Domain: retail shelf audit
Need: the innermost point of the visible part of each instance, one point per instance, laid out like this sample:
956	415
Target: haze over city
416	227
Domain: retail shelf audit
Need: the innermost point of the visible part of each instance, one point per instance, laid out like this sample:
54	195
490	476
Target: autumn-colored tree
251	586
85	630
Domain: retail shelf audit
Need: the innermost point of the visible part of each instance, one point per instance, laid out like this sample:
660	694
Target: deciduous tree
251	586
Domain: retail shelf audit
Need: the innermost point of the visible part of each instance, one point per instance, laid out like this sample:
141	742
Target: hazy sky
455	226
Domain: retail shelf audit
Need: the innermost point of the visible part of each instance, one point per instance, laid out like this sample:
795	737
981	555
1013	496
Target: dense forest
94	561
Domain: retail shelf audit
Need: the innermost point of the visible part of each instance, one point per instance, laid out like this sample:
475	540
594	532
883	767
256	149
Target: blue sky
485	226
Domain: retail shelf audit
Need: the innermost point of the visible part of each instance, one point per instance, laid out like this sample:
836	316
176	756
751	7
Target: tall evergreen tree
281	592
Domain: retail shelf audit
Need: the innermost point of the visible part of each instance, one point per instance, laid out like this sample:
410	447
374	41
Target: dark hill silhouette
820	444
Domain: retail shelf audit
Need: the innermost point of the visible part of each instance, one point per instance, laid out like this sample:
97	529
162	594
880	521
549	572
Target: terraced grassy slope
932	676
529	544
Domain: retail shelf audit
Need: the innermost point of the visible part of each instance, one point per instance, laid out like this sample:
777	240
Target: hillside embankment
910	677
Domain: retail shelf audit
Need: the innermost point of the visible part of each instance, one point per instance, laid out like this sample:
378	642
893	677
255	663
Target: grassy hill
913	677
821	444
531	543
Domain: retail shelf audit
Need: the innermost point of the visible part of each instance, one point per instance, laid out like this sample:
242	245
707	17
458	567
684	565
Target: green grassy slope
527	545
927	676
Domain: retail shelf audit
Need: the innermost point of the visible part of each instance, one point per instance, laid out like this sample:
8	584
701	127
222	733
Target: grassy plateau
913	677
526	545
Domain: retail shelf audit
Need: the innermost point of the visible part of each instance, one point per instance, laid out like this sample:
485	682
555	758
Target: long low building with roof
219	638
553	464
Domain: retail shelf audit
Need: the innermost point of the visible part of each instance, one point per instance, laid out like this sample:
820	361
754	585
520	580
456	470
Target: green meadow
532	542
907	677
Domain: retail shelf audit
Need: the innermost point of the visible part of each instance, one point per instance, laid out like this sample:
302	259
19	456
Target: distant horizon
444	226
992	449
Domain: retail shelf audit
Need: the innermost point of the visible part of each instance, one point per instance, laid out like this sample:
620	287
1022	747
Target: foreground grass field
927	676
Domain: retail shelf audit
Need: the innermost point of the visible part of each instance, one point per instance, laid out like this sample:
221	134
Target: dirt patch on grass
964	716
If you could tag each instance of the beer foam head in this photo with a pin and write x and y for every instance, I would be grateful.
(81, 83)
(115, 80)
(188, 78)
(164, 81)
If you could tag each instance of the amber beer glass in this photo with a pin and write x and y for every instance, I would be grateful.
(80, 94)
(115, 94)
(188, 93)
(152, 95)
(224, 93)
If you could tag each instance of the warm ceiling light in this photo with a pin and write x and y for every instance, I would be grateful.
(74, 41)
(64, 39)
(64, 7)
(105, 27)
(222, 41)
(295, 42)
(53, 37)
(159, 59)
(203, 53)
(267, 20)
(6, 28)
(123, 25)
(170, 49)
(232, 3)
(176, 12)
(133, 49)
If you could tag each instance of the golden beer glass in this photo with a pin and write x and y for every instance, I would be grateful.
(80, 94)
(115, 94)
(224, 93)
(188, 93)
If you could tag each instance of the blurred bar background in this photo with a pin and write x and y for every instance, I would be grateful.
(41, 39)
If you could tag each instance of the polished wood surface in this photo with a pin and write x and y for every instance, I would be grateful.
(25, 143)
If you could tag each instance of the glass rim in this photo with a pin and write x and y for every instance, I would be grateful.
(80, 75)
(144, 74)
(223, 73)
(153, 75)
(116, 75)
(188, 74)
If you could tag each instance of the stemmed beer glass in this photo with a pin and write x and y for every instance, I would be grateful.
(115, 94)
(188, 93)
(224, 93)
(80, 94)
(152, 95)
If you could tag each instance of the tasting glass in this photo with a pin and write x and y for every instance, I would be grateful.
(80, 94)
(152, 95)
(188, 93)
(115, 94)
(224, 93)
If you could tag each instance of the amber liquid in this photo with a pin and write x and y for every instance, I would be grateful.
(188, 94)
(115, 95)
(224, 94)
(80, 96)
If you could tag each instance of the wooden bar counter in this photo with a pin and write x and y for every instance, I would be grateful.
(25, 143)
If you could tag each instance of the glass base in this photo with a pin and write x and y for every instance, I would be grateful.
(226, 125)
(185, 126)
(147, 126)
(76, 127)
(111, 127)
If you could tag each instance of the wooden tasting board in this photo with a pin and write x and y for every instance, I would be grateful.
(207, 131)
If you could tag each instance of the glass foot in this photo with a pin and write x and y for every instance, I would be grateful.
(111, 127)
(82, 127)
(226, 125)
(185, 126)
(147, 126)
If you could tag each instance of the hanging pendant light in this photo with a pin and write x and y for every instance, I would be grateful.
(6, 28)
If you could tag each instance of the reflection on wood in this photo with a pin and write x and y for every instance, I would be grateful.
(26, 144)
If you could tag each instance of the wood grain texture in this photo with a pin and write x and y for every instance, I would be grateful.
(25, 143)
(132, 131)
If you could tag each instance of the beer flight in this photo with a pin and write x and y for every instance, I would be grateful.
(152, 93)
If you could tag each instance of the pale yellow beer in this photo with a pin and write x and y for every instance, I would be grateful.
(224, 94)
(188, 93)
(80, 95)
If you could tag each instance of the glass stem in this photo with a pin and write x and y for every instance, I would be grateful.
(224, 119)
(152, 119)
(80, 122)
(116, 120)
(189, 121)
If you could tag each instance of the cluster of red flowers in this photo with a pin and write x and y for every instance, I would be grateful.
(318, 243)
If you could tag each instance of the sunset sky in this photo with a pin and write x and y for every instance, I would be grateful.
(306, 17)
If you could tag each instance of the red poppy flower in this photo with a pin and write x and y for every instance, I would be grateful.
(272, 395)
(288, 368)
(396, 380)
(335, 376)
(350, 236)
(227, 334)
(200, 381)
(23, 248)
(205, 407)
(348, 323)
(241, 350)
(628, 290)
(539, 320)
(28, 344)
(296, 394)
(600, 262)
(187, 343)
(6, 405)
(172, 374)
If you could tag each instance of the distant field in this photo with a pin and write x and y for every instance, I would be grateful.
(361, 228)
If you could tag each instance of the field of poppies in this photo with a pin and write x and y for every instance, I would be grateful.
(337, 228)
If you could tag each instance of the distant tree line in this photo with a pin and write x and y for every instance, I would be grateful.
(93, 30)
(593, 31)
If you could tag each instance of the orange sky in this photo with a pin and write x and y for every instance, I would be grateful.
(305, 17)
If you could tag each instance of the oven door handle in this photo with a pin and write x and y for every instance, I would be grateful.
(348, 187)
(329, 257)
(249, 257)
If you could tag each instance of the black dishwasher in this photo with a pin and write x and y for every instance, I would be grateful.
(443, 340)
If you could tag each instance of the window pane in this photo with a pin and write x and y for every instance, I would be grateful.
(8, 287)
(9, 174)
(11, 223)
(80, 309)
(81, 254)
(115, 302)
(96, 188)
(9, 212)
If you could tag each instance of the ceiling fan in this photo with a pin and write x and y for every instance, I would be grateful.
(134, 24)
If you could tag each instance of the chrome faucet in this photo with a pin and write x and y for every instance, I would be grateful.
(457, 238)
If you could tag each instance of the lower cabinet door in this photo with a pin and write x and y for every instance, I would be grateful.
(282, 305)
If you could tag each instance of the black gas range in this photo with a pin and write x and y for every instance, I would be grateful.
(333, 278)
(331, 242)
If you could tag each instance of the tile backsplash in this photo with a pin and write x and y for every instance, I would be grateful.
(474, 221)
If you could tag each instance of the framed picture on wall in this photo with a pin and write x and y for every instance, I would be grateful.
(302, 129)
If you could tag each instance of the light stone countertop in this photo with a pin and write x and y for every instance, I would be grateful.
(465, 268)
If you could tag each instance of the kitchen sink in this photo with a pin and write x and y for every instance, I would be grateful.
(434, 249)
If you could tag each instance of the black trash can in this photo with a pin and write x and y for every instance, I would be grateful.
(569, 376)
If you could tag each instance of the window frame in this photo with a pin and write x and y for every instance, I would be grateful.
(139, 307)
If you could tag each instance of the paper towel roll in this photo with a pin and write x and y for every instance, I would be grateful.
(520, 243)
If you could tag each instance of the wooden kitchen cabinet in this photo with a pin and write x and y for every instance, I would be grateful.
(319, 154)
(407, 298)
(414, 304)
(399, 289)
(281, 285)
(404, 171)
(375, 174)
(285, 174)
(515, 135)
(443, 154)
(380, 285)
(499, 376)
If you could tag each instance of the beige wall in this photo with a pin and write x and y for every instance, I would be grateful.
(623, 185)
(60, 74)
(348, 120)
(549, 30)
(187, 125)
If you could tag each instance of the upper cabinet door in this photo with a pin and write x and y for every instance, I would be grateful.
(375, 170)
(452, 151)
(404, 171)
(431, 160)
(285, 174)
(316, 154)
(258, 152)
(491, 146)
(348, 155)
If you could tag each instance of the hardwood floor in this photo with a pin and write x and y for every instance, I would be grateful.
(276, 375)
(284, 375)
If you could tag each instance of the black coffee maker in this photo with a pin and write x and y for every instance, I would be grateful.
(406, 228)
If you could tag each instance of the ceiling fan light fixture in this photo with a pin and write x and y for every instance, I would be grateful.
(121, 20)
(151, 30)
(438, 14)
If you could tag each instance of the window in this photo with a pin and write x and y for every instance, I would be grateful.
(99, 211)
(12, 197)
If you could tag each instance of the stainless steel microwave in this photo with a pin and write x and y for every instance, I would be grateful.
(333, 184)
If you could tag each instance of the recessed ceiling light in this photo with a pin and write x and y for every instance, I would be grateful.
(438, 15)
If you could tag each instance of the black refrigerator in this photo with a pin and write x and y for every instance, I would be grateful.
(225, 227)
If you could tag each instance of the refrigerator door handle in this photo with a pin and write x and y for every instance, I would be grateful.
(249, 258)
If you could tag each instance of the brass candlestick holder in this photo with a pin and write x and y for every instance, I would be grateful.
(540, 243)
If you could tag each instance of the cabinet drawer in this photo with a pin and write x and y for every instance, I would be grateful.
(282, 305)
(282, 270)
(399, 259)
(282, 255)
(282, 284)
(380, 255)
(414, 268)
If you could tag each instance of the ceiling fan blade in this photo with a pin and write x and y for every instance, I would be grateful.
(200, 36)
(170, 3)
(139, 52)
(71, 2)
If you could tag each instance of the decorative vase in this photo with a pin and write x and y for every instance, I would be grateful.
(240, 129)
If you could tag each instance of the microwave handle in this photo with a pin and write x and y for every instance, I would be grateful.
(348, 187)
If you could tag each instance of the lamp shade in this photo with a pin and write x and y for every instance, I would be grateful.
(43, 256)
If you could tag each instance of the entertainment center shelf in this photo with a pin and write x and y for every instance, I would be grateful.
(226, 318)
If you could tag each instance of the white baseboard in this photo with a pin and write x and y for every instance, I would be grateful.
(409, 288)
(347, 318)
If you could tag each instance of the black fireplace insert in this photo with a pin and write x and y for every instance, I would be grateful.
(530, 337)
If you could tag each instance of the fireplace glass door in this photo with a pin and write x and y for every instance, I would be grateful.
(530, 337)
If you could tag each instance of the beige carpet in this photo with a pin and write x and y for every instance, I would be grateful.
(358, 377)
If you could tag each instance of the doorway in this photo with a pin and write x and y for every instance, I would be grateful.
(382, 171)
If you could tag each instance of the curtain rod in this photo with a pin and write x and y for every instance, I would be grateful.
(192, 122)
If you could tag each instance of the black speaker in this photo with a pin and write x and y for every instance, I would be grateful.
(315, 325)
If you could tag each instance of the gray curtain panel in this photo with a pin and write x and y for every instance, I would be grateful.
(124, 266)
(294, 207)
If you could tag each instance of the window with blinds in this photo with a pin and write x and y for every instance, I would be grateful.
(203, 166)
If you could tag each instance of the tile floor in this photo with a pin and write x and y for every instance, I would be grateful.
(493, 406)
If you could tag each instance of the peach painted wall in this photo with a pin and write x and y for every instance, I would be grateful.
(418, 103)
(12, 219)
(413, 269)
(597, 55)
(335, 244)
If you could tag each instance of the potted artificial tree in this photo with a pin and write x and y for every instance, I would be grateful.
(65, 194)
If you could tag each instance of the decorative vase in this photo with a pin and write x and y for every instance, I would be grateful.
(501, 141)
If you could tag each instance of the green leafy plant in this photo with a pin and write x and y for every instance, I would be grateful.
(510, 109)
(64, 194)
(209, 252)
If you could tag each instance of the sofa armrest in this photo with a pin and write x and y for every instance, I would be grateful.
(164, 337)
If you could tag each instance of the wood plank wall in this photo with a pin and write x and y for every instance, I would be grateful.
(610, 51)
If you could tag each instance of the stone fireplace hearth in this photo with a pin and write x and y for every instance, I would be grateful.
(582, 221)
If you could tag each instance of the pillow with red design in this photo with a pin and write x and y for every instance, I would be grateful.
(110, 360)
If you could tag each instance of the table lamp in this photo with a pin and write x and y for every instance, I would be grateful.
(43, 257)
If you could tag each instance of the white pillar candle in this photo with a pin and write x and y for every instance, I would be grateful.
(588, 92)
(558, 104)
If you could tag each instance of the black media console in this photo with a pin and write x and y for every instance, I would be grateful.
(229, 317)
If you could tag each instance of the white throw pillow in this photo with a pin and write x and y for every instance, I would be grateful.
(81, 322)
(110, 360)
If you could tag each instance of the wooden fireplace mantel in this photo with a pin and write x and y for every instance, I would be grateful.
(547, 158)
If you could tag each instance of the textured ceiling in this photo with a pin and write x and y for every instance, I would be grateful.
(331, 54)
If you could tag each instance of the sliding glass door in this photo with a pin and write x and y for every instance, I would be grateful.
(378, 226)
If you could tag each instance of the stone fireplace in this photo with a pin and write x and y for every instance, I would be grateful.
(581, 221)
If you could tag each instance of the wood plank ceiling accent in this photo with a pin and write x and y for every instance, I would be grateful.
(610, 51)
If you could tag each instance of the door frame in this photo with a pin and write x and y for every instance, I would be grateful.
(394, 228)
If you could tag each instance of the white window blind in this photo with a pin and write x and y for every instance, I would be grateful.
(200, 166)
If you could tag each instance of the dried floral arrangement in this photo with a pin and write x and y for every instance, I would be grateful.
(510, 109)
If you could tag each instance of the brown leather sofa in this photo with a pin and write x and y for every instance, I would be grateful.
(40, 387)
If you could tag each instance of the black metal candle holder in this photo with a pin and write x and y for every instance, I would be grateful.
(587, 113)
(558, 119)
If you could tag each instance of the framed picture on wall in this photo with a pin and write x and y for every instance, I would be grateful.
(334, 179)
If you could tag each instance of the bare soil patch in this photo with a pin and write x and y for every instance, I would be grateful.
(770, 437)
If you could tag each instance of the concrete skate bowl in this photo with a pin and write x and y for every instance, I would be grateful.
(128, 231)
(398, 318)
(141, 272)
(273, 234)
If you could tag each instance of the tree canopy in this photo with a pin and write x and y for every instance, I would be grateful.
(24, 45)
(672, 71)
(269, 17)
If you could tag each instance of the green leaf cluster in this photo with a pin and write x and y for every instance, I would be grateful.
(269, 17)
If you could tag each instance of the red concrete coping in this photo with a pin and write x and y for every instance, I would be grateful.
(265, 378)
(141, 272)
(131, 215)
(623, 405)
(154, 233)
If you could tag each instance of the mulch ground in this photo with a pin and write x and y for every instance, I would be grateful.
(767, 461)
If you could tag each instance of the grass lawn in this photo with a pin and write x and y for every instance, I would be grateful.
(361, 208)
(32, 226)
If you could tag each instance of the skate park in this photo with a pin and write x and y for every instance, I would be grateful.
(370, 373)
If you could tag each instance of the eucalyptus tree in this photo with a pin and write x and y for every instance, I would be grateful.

- **What is needed**: Reproduce the listing from the line containing "If you could tag each instance of the grass" through the end of the listing, switching "skate park" to "playground" and leaving all else unchanged.

- **Solution to this exercise**:
If you could tag each instance of the grass lawn in this photo with a pin and write x and y for every instance, I would be grateful.
(361, 208)
(32, 226)
If you could tag each instance of the playground in this photo with a pin and write x and y for every instance, I would be grateful.
(370, 373)
If you could tag each instance of the eucalyptus tree in this photo with a pin and write x and y for every instance, I would be grateful.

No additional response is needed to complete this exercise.